SHORT TASK ▸ Could you repeat all of the lines below word for word, leaving the pictures out of your answer?

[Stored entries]
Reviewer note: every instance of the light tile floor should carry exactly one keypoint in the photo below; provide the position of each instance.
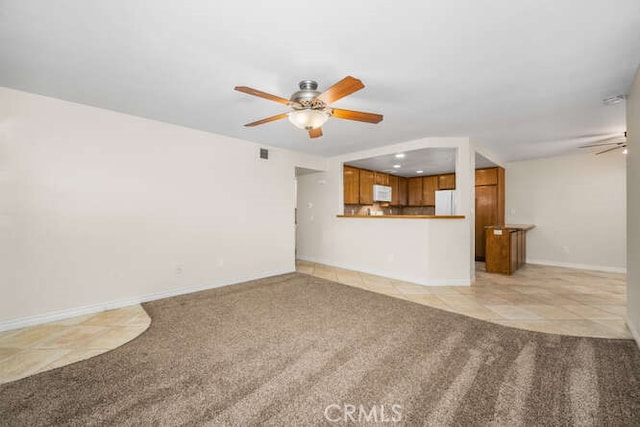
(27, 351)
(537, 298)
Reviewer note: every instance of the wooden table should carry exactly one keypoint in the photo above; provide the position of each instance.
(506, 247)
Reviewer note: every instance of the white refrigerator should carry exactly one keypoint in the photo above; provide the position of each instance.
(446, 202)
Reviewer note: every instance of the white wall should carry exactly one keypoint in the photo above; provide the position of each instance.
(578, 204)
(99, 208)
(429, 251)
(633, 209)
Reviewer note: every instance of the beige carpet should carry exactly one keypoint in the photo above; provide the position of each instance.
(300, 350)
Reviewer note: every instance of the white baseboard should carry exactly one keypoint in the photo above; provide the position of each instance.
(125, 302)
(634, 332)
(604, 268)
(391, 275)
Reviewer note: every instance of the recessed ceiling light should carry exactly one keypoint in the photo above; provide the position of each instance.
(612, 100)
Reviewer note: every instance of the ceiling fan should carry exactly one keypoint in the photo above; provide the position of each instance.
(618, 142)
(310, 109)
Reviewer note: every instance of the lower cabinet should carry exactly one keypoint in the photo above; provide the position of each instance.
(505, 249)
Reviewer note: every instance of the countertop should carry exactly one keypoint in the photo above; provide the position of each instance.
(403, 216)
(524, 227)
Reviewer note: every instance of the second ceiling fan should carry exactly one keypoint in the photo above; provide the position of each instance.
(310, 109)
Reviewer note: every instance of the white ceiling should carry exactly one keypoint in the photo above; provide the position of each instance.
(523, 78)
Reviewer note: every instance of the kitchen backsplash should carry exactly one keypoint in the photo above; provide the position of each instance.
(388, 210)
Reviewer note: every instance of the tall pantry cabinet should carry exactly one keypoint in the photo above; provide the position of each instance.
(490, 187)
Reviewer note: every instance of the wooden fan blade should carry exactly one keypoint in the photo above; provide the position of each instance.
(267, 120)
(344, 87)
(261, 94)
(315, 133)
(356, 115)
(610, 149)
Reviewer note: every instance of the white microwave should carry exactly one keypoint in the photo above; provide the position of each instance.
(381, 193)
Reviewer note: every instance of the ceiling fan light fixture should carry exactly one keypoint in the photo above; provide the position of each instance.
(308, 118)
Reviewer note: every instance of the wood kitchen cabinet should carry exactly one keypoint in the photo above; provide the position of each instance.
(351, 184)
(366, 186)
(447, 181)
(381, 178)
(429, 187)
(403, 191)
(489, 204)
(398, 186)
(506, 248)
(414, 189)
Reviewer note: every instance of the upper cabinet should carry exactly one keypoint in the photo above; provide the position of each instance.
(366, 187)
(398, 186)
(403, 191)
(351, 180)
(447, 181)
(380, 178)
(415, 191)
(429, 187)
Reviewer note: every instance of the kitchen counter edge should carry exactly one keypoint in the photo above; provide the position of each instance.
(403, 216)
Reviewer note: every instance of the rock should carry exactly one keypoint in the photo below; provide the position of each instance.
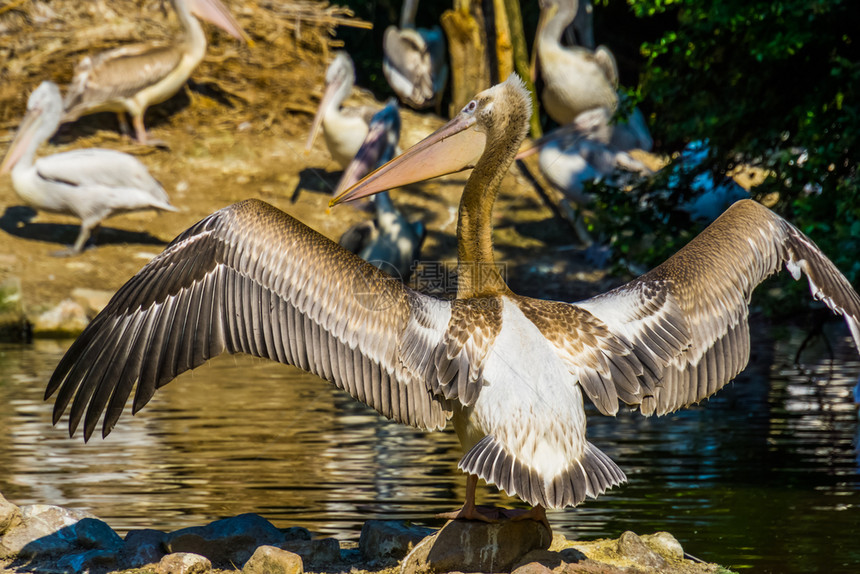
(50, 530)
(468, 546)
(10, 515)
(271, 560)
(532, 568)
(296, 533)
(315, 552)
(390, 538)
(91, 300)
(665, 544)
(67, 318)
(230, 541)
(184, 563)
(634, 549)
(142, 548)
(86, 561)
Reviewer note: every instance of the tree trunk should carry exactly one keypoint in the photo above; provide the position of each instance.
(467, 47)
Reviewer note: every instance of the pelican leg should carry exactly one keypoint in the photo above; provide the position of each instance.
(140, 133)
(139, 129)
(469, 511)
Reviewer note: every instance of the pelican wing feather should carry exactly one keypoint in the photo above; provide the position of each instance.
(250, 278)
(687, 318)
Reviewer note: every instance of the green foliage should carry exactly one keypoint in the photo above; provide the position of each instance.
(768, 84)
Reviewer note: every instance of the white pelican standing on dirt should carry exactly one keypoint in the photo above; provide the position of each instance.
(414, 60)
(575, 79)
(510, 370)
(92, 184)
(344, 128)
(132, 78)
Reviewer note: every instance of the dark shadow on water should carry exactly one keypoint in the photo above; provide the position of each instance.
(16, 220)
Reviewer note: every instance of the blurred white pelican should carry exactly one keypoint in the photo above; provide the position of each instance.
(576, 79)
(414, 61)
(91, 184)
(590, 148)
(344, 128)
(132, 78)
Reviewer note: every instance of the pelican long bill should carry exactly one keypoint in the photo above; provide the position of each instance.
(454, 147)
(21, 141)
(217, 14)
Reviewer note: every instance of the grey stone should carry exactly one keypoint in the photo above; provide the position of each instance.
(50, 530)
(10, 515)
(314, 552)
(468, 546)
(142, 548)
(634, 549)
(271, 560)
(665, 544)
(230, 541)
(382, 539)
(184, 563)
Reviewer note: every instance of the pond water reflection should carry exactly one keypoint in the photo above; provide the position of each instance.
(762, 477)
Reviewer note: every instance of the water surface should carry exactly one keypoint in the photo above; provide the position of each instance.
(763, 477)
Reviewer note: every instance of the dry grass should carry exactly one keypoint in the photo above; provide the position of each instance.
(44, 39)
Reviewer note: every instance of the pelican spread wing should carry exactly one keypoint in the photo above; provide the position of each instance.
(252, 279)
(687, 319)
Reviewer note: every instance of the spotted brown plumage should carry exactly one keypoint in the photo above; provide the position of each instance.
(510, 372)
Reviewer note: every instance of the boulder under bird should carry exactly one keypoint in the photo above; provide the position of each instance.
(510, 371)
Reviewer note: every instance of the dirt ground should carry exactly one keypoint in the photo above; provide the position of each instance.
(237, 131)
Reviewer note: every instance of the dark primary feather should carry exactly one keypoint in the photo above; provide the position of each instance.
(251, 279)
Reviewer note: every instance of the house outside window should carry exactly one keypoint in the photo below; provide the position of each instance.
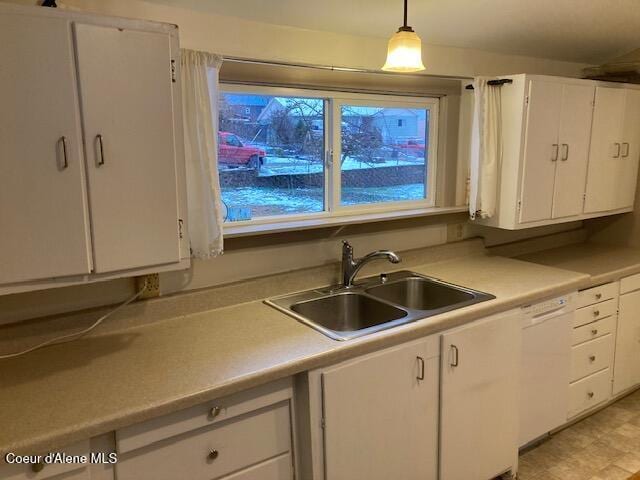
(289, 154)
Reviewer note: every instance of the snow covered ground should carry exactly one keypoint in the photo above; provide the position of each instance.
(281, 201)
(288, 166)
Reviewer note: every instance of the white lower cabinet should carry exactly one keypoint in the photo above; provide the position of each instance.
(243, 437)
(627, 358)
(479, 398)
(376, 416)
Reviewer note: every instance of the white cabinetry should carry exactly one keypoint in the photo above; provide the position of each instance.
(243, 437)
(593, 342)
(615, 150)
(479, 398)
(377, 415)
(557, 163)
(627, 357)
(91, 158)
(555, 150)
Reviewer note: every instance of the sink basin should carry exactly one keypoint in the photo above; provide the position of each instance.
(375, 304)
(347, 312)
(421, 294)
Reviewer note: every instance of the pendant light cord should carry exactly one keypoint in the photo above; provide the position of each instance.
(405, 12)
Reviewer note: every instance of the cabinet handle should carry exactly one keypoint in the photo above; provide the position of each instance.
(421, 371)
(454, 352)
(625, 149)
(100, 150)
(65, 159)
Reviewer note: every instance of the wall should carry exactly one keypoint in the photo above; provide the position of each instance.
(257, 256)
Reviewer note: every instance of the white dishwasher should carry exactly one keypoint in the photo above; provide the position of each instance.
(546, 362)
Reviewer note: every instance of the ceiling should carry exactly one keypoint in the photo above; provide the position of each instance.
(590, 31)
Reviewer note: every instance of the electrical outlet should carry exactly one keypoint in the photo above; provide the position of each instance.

RESPONSE ▸
Reviewer note: every instance of the light tile floor should carry exactly one keypoint in the photo below; provide the position of each instance.
(27, 351)
(537, 298)
Reviewer note: every instance of the wooden table should carry exactly one keypoint in the photo above; provide the position of each instance.
(506, 247)
Reviewer note: every instance of the white refrigerator should carry exactly one keypoint in the photo above; provide the position of each instance.
(446, 202)
Reviewer note: every instance of the white wall should carry exactly one keypoint in the photo above; provide the position of each instance.
(578, 204)
(99, 208)
(429, 251)
(633, 209)
Reviewer note: every instance of the beige carpet should carry exactly one keypoint in the photo above; provide the position of each instance.
(300, 350)
Reviewer note: every instance of the white baseboard should carry exactly one keypoint in the photo above; provide the position of each instance.
(125, 302)
(634, 332)
(604, 268)
(391, 275)
Reviewer note: every instance of the recessed ceiling light should carry exactly one keypoint in the photo above; provide the position of each instance.
(612, 100)
Reviewer note: every instance of the ceiling fan should carry exactly one keypoint in the photo above; provide the position of each instance.
(618, 142)
(310, 109)
Reviewer note: every instance of the lower cabinet should carry exactly one keypoint in the photo above; provide the position of each instance.
(505, 249)
Reviewer note: every instance of the countertop should carry exactly one keypoint in the photo above; provide the position of each instance.
(403, 216)
(524, 227)
Reviewer note: every instance of the second ceiling fan should carry exactly one keypoint in the photo above; provide the position of each instance.
(310, 109)
Reviewer note: every instance of the white ceiling should carry exactly one keypoint in the photo above; provide the position of each instance.
(523, 78)
Reviewer note: every instance of the kitchen backsplash should carry exactly one keypoint in the photo above; provide the position of each instance.
(388, 210)
Reviewer note: every instance of the tall pantry cabinet should carry exactly one keypoint in the photo above; provide the position of each instance.
(490, 187)
Reviewer note: every instance of the wooden fan blade should carry exactly one keypoint in the photo above; provide the position of each instance.
(267, 120)
(344, 87)
(261, 94)
(315, 133)
(356, 115)
(610, 149)
Reviewer note: every instance of the white microwave should carry exactly one keypoint in the photo above; provide the position of each instance.
(381, 193)
Reviewer note: every instance of the ceiling fan light fixture should carry exactly one keypoint in the photo above; provide the position of each instance.
(308, 118)
Reviewer note: every instance of the wood kitchen cabinet should carry exactly one keypoint in the photo above; provide the position of each instance.
(351, 184)
(366, 186)
(447, 181)
(381, 178)
(429, 187)
(403, 191)
(489, 204)
(398, 186)
(506, 248)
(414, 189)
Reviewer note: every instance of the upper cabinet should carry exactly one keypoint in the photo above; provide the position of each instance.
(366, 187)
(398, 186)
(403, 191)
(351, 180)
(447, 181)
(380, 178)
(415, 191)
(429, 187)
Reviewer note: every instance of the kitchen counter edge should carry exactly one keypoint in the photo above; provide the position of each instance.
(403, 216)
Reviewer note: every instance of the rock should carry exactly one keypoint in the photo below; provide the position of each instance.
(50, 530)
(468, 546)
(10, 515)
(271, 560)
(532, 568)
(296, 533)
(315, 552)
(390, 538)
(91, 300)
(665, 544)
(67, 318)
(230, 541)
(184, 563)
(634, 549)
(142, 548)
(86, 561)
Reviewer note: every instance of the tree trunk should carry exactly one keypoint in the photo above; provide the position of each instance.
(467, 47)
Reviewer note: every instance of the pelican leg should carry exactly one keypoint in the photo above; provide the position of each instance.
(140, 133)
(139, 129)
(469, 511)
Reviewer note: every instance of the pelican wing feather should carry exactly one keypoint in the photo above; provide the position of each instance.
(250, 278)
(687, 318)
Reviewer note: every instance of the green foliage should carry exactly one keypoint in the photo above; provide the position of each instance.
(768, 84)
Reviewer note: every instance of the white pelican standing on dirt should carry exactly one keypoint in the photo above; provide the position of each instance.
(414, 60)
(575, 79)
(510, 370)
(92, 184)
(344, 128)
(132, 78)
Reviewer note: every instance of the dark shadow on water should carry exactly one keypoint in the photo above; provide the position of each instance.
(16, 220)
Reviewer note: every instance of the blurred white pelican should carry exactly one keypoint in the photo above; provide the position of each instance.
(576, 79)
(414, 61)
(91, 184)
(590, 148)
(344, 128)
(132, 78)
Reviewer note: every instance of the pelican long bill should carry exactly one keypoint in the photo above; provide the position of each instance.
(454, 147)
(21, 141)
(217, 14)
Reviewer note: every instance of the grey stone should carry exactly one keypoint in the photo above; provide the position of each instance.
(50, 530)
(10, 515)
(314, 552)
(468, 546)
(142, 548)
(634, 549)
(271, 560)
(665, 544)
(230, 541)
(382, 539)
(184, 563)
Reviewer note: every instance of the pond water reflection should carry exactly one keypoint in the photo above; provide the position of each instance.
(762, 477)
Reviewer note: every instance of the water surface should carry exactly one keypoint in the photo above; provide the position of each instance.
(763, 477)
Reviewer note: every instance of the dry grass should carry exactly one keypoint in the photo above; provide the position of each instance.
(44, 39)
Reviewer note: every instance of the pelican spread wing should carry exactly one keypoint in the photo above; provide the position of each instance.
(252, 279)
(687, 319)
Reviewer note: every instance of the spotted brown plumage should carry exactly one keypoint in the photo above; provide the position of each instance.
(510, 372)
Reviewer note: every instance of the boulder under bird should carry exactly one keypoint in the photo above; provide the position of each instance.
(510, 371)
Reviewer note: every instance of the dirt ground should carry exactly one keypoint in the photo above; provide the position of each instance.
(237, 131)
Reviewer note: every instance of the dark primary feather should carry exactly one keypoint in the photo above; provide the position of each instance.
(251, 279)
Reviewer note: every instance of the house outside window should carry exactly one keypoint in the photo below; provide the position of each instance.
(289, 154)
Reviewer note: every instance of the snow covered ground should carry exactly one keypoint in the photo above; provide the position of each instance.
(281, 201)
(288, 166)
Reviewer note: every instance of the white lower cabinet should carry exactly one keypoint in the photo above; provide the position of each instance.
(243, 437)
(627, 358)
(479, 398)
(376, 416)
Reviewer note: every instance of the white cabinetry should carry exactly one keypoint in the photo above; provide the position of each instance.
(243, 437)
(593, 342)
(615, 150)
(479, 398)
(377, 415)
(557, 163)
(627, 357)
(91, 158)
(555, 150)
Reviewer note: every instance of the sink basin should carry exactly one keypoint in the photo above; provide the position of each instance.
(375, 304)
(347, 312)
(421, 294)
Reviewer note: every instance of the pendant light cord should carry exactly one keypoint in the photo above; provide the position of each instance.
(405, 12)
Reviewer note: every instance of the cabinet handle should carry exactly one keypoint in the photo above; provide the position of each instance.
(421, 371)
(454, 352)
(625, 149)
(100, 150)
(65, 159)
Reviewer note: every instance of the wall should carry exactly one keypoint in the photo above; provide the position of each instance.
(257, 256)
Reviewer note: every instance of the white dishwasher should carry exactly one keypoint in the photo above; provide the position of each instance.
(546, 362)
Reviewer note: every instance of the ceiling should carry exactly one keypoint in the photo above; provide the position of each instance.
(590, 31)
Reviewer note: every instance of the electrical outlet should carry exactly one keypoint in the photo above; provide the position of each instance.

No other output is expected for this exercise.